- [Records]:
---*---

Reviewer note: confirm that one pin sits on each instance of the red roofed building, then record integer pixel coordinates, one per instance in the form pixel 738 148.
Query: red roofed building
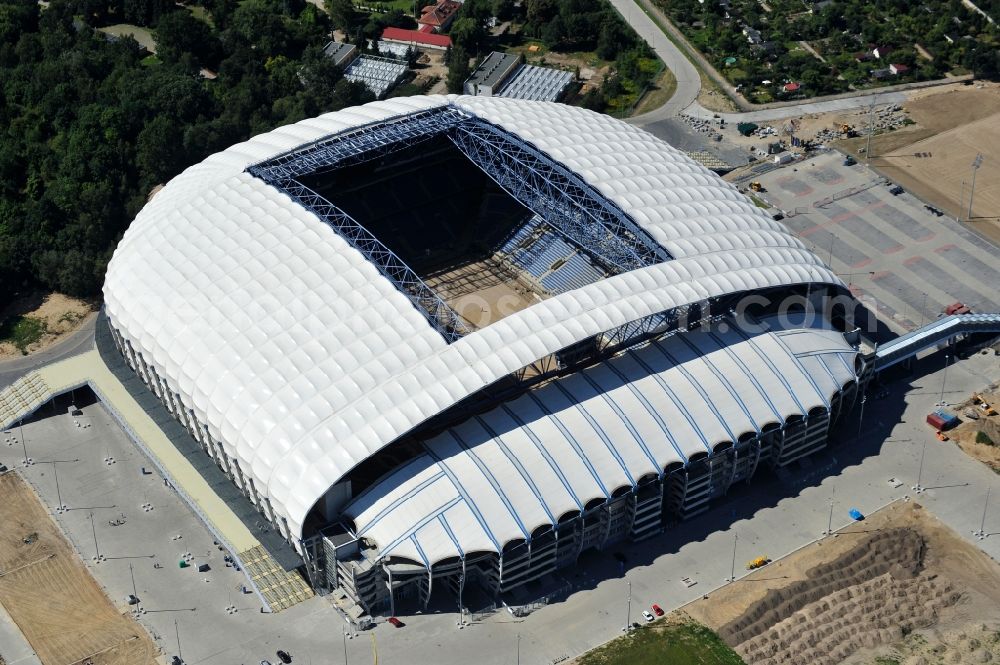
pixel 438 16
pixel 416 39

---*---

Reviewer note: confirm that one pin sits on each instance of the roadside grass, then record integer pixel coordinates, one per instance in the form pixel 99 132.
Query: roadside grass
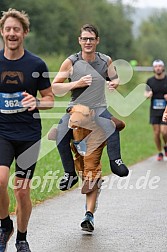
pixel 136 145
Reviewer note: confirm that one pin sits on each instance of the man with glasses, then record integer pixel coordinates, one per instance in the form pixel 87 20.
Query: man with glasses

---*---

- [Goal]: Express the material as a numbered list with blank lines omitted, starting with the line that contains "pixel 738 148." and going on through the line that contains "pixel 416 39", both included. Leave the pictures out of your answer.

- [The reply]:
1. Reviewer note: confirm that one pin sits on each instance of the red roofed building, then record integer pixel coordinates, one per instance in the form pixel 738 148.
2. Query: red roofed building
3. pixel 438 16
4. pixel 416 39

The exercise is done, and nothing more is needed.